Start of Source text

The Metin Göktepe Journalism Awards was established in April, 1998 in honor of daily Evrensel correspondent Metin Göktepe who was brutally killed under police custody. The awards are given to journalists who uphold the integrity of the profession by standing up to pressure and obstacles.

==Awards==

===2012===
Jury was composed of Belma Akçura, Nazım Alpman, Celal Başlangıç, Nail Güreli, Banu Güven, Fikret İlkiz, Kamil Tekin Sürek, Ahmet Şık, Nedim Şener, Ece Temelkuran and Ragıp Zarakolu.

After the ceremony, a birthday cake was cut in memory of the 44th anniversary of Metin Göktepe.

End of Source text

Assignment 1 ::
Render this sentence from the passage on the Metin Göktepe Journalism Awards in Spanish: "The awards are given to journalists who uphold the integrity of the profession by standing up to pressure and obstacles."
Assignment 2 ::
Pick up the passage on the Metin Göktepe Journalism Awards after its final sentence and carry it forward.
The items that come next are drawn from a separate source.

Start of Dataset

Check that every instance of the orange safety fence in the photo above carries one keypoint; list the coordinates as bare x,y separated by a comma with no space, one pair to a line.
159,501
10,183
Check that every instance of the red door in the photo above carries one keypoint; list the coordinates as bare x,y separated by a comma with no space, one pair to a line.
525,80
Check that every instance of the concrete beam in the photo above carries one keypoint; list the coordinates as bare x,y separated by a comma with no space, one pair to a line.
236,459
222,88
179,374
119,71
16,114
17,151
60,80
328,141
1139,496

End of Dataset

Answer box 1 ::
Los premios se otorgan a periodistas que defienden la integridad de la profesión haciendo frente a las presiones y los obstáculos.

Answer box 2 ::
- Jury Honour Award
  Imprisoned Dicle News Agency journalist Zeynep Kuray for her article "Kadınlar Vardır, Hapiste Kadınlar" on sexual abuse in Pozantı Prison on BirGün
- Newspaper
  Zeynep Kuriş, Dicle News Agency Mersin Correspondent
- Television
  Ali Burak Ersemiz, Deniz Pirinççiler
- Special Jury Award
  shared by:
 Bilge Eser for her article "Silahı Çevirip Tetiğe Bastı" on the suspicious death of private Sevag Şahin Balıkçı on Sabah
Mesut Hasan Benli for his article "Aklından Bile Geçirme" on Radikal
Elif Görgü for her article "Bir Bardak Su" on Evrensel
Mete Çubukçu for Pasaport: Second Tahrir Uprising on NTV
- Photography Award
  Selahattin Sönmez for " Sakın Konuşma" on Hürriyet Daily News.
- Local Media Award
  Nabız Journal (Rize, Turkey)

===2015===
- Written Journalism
  Zehra Doğan for her work on a series of articles about Yazidi women escaping from ISIS captivity.